## Excerpted passage
=== Section Start ===

At 9:42, the ping time between the phone and the server jumped to over 3 seconds. and the phone went unreachable. Nine seconds later it was fine again (with a 90ms ping time).

<PEDANTIC MODE> We use the term “ping” as a generic reference to the activity the system uses to maintain the connection between your phones and your server. This activity doesn’t use the ICMP protocol</PEDANTIC MODE>

So, for some reason (phone, network, NIC, server, POE Injector, etc.), your system was unable to maintain the quality of connection required for the phone to stay “on” the system.

As I look through your list of entries, I notice the same 10 second delay from disconnected back to connected.

If your network is not causing this, you might need to adjust some of your settings in your SIP settings. Unfortunately, I’m not certain which settings you should set. You are using Chan-SIP for your connections, so it’s not one of the PJ-SIP “edge” cases we’ve seen from time to time. You may be able to get some relief by looking back through some of the older posts that talk about phone dropping the registrations and see if you should reduce the requalify time (for example, I’m not sure) so that the phones get queried for their status more often.

Since it’s not all the phones, hardware non-specific, and appears to be random, I’m going to guess it’s a network issue. At least, that’s where I would start. The other thing that I’d look at is the qualification times you’re seeing. If these phones are all on the local network, I’d be expecting reachability numbers under 20 ms - you are regularly seeing numbers near 5 times that.

It’s really hard to troubleshoot this remotely without more information, but my first inclination would be to have your network guy take a look and see if you might be having a switch that’s dying.

Thanks so much for the response. Good stuff in there. I’d be happy to provide more details, but I’m not thinking the diagnosis will change. It is more than likely, in my opinion, that we have bad network hardware somewhere.

All the phones are Yealink, varying models but mostly the same (T38Ps and T23Gs). I also have another client with the same sort of troubles (constantly dropping qualify), running on all Polycom phones. Symptoms are different and vary in severity, but so far we’ve solved every problem we’ve come up against by optimizing the network somehow:

Adding QoS priority on phone traffic and separating them onto their own vlan really helped. Replacing some really old outdoor cabling also helped. We’re replacing an entire stack of switches (or at least the stack modules) in the near future based on my recommendations and findings, and we’ve made almost zero changes to the PBX (needed to change a thing or two to add qos tags to rtp traffic on all devices/servers).

I’ve done nothing but fight with my people that this is a network issue and not a phone server issue, and thanks to some backup from the community we’re getting to the bottom of things.

=== Section End ===

## Data for review
=== Section Start ===

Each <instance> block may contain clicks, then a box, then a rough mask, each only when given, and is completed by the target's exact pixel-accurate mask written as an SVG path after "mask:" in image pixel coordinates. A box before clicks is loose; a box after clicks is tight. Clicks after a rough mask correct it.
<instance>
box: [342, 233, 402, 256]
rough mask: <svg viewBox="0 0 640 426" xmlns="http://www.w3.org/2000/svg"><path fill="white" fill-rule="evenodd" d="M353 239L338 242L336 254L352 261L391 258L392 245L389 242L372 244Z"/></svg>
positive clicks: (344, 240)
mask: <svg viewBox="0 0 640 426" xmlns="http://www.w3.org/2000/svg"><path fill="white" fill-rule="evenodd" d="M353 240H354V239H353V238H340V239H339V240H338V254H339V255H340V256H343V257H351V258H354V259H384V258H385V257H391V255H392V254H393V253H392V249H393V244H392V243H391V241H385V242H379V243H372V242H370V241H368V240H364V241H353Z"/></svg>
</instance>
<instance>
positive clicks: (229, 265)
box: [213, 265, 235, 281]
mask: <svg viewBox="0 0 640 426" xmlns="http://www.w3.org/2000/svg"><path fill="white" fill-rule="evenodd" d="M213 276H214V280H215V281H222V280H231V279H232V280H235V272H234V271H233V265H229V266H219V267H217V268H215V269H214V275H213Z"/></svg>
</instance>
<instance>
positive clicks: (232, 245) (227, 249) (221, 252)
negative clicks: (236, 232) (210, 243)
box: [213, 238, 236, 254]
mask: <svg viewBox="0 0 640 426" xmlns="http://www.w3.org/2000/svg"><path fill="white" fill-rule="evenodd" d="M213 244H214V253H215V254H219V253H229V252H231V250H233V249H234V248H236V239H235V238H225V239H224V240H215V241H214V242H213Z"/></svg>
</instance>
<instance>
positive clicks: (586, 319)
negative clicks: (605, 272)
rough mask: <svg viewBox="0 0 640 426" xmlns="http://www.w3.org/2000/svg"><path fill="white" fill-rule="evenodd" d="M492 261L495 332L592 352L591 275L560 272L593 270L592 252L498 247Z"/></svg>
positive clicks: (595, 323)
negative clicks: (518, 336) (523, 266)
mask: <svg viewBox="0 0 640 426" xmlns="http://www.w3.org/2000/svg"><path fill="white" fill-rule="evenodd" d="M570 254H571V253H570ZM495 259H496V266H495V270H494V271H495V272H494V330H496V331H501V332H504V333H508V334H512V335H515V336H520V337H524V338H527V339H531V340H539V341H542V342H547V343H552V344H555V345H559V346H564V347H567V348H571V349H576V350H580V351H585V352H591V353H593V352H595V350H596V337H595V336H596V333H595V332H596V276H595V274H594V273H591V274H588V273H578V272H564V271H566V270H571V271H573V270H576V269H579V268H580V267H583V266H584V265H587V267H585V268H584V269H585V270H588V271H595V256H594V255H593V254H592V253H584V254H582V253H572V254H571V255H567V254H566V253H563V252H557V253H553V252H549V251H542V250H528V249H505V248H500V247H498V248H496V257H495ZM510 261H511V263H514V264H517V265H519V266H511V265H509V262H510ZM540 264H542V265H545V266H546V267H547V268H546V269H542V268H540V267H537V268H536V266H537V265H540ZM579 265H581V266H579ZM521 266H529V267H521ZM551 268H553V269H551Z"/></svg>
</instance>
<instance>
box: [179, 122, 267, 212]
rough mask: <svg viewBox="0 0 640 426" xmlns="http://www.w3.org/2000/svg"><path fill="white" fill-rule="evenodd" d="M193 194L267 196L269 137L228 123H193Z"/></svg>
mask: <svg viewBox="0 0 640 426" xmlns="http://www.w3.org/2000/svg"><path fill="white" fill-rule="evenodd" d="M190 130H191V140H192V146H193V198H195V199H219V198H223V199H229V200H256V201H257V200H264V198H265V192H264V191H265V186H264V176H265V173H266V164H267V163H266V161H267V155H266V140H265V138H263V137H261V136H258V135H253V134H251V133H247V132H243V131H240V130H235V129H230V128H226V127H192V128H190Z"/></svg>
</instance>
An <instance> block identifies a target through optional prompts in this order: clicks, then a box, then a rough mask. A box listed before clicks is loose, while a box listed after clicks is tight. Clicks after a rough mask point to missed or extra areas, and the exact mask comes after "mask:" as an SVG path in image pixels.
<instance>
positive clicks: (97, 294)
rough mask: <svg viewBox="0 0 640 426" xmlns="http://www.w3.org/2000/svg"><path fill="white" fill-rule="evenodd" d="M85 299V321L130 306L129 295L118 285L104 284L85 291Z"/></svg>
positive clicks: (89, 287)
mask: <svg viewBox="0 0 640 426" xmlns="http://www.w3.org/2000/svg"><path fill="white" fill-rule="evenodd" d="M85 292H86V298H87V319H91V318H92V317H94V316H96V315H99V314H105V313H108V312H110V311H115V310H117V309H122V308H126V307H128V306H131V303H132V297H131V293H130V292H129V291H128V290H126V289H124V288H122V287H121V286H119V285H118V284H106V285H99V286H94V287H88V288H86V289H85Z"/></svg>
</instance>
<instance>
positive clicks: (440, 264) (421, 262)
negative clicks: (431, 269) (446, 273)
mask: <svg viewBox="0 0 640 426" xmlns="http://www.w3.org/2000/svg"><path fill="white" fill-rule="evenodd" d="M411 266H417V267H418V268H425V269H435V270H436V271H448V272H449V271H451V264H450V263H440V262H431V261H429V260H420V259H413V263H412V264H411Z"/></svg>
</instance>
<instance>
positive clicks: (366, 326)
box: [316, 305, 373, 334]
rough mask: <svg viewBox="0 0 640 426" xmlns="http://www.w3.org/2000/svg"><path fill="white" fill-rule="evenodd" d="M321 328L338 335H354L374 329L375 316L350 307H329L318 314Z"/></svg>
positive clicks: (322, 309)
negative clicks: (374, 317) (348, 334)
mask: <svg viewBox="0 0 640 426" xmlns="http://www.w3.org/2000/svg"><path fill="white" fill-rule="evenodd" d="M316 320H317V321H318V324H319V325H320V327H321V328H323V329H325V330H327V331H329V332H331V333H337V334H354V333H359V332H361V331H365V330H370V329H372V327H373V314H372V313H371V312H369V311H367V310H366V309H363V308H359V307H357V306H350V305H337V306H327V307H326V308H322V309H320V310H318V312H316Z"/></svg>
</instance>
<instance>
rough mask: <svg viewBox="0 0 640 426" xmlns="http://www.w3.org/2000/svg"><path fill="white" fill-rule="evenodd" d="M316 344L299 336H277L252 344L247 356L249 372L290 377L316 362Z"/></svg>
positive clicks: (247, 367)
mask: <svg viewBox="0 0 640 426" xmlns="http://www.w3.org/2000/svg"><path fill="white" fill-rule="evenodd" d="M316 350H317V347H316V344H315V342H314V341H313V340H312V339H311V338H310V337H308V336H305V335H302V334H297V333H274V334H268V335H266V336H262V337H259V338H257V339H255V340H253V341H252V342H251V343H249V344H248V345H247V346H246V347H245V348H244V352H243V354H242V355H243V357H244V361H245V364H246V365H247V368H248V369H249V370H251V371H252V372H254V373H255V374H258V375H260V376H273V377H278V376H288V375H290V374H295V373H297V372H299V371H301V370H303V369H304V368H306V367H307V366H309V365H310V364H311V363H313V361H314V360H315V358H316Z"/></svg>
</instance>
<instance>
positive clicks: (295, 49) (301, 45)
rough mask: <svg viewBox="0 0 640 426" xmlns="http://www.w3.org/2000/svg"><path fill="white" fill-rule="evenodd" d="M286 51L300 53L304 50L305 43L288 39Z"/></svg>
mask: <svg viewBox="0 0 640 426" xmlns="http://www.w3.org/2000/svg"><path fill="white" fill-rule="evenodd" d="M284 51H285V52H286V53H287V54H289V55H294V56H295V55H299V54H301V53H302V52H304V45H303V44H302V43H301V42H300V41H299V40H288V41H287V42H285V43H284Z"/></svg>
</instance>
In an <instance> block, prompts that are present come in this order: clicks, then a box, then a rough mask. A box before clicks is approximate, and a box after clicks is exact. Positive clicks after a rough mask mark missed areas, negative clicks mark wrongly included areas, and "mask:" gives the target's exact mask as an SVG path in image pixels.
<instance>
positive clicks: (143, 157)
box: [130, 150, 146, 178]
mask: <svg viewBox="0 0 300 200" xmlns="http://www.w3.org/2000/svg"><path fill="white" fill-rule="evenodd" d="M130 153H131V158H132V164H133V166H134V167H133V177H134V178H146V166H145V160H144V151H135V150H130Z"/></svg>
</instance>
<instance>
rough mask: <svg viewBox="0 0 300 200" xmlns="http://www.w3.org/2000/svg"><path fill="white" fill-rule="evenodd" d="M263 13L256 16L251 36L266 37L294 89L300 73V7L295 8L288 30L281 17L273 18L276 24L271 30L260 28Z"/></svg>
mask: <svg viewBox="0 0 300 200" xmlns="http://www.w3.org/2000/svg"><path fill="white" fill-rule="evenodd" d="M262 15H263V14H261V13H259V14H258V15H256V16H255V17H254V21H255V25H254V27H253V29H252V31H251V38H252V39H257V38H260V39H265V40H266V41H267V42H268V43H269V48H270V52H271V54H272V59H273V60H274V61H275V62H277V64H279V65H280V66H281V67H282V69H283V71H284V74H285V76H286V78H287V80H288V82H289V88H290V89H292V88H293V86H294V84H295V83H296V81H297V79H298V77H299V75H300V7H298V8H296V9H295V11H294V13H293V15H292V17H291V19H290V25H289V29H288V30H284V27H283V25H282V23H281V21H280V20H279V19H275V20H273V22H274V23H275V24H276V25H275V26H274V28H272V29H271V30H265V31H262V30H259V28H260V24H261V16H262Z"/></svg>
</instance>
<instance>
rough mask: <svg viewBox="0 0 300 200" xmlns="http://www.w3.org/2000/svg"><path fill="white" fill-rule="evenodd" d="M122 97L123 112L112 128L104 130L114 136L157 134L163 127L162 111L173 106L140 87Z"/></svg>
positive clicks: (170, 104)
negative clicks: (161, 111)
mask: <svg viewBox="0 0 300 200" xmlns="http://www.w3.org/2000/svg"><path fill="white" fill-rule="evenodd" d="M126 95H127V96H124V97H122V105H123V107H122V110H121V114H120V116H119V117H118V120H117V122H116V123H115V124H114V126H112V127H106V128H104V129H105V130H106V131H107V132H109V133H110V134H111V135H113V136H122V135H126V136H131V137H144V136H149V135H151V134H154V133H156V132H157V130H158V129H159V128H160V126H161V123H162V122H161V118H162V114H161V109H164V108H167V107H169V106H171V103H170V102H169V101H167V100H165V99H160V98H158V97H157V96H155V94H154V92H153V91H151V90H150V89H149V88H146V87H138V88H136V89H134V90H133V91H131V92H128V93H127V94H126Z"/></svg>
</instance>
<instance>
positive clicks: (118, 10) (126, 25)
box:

=== Section End ===

## The task
Check whether each statement agrees with the text on phones dropping off the server. For each, answer yes or no and quote the deciding words.
1. The activity the system calls "ping" uses the ICMP protocol.
2. The connections run on PJ-SIP.
3. The phones at the first client are all Yealink.

## Output for this task
1. No: "This activity doesn’t use the ICMP protocol"
2. No: "You are using Chan-SIP for your connections"
3. Yes: "All the phones are Yealink, varying models but mostly the same (T38Ps and T23Gs)."